**Предложенный отрывок:**
К портретам русских мыслителей - Ирина Бенционовна Роднянская
Шрифт:
Интервал:
Закладка:
Мучительно и больно следить за тем, как Булгаков, стараясь добиться философской непротиворечивости и сохранить при этом догматическую корректность, все время повышает Софию в онтологическом чине. Сначала, в «Свете Невечернем», она – Ангел всея твари, в ее, твари, всеединстве, затем – энергийная фотосфера Божества (соответсвенно, учение св. Григория Паламы объявляется «незавершенной софиологией»[787]) и, наконец, – сама Божественная природа, «усия». Раздвоив Софию на Божественную и тварную, Булгаков вынужден прийти к открыто изъявляемой мысли о «метафизической неоригинальности»[788] мира и человека. Бог не творит новое, а изводит в ничто собственное содержание, так сказать, обеспечивая устойчивую гарантированность мирозданию за счет отказа от радикальней новизны. Так о. Сергий возвращается к уже, казалось бы, оставленной позади в его богословском развитии соловьевской метафизике двух Абсолютных, одно из коих – «становящееся»; однажды он совсем по-соловьевски даже называет земную природу падшей Софией.

Данные точечной разметки

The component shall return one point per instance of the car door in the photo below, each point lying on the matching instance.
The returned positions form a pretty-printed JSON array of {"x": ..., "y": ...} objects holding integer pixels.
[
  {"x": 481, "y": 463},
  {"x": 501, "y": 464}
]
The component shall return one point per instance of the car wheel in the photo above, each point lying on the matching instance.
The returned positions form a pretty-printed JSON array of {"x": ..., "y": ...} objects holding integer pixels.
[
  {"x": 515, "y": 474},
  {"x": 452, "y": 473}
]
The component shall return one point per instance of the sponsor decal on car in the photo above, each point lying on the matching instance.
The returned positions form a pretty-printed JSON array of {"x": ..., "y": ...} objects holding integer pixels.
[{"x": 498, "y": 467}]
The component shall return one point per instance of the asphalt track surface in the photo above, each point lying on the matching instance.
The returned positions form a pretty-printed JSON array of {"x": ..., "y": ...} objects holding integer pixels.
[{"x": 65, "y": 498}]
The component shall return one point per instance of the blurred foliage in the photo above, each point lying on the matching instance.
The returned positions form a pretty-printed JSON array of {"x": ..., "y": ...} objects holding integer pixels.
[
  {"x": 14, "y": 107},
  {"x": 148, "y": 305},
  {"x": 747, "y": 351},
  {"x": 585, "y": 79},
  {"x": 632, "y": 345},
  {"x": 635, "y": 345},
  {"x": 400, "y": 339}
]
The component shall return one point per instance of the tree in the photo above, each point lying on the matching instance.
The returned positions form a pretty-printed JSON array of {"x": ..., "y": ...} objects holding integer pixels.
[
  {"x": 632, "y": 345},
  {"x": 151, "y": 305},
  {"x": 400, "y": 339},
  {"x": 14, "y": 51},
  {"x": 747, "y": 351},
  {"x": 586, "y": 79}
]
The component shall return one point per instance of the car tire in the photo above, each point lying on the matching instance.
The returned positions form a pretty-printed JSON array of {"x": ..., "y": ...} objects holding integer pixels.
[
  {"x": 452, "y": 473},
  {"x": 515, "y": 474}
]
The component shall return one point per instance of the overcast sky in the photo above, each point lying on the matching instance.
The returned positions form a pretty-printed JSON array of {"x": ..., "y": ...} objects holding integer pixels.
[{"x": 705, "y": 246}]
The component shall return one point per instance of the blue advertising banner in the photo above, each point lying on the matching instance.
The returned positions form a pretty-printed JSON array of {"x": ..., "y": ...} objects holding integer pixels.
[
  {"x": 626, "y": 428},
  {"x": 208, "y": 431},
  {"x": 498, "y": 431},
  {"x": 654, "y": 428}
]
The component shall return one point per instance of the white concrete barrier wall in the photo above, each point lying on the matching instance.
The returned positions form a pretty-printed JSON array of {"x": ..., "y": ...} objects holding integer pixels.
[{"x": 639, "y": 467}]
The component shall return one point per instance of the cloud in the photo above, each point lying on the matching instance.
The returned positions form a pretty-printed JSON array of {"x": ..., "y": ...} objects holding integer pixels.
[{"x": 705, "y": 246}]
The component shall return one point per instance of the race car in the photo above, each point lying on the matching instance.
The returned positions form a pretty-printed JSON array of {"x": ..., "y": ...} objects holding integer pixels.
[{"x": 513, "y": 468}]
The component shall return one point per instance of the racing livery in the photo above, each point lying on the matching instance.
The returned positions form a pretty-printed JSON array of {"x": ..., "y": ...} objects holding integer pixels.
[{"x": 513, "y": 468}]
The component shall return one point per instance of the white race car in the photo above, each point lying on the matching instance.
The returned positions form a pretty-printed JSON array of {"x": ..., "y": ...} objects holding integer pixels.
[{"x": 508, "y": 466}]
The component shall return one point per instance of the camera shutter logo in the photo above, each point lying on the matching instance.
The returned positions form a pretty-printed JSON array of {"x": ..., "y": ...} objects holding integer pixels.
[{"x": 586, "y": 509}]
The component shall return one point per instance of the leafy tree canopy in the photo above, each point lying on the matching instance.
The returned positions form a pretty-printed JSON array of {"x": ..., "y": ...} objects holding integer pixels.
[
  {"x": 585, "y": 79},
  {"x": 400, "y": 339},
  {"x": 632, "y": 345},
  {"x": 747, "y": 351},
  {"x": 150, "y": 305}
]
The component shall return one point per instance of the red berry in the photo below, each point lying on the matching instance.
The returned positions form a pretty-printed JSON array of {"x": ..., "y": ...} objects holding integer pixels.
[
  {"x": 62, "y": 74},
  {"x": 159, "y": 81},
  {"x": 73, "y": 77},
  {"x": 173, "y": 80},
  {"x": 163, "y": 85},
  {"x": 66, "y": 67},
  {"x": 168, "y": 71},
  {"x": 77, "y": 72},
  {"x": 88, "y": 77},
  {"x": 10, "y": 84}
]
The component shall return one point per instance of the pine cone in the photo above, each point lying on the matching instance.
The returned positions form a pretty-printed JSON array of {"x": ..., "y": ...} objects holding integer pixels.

**Задания к упражнению:**
1. Перечислите по порядку все определения, которые Булгаков, согласно отрывку о Булгакове, последовательно дает Софии, повышая ее в онтологическом чине.
2. Чье учение, по словам отрывка о Булгакове, объявляется «незавершенной софиологией»?

**Ответы:**
1.
1. Ангел всея твари, в ее всеединстве («Свет Невечерний»)
2. Энергийная фотосфера Божества
3. Сама Божественная природа, «усия»

2. Учение св. Григория Паламы.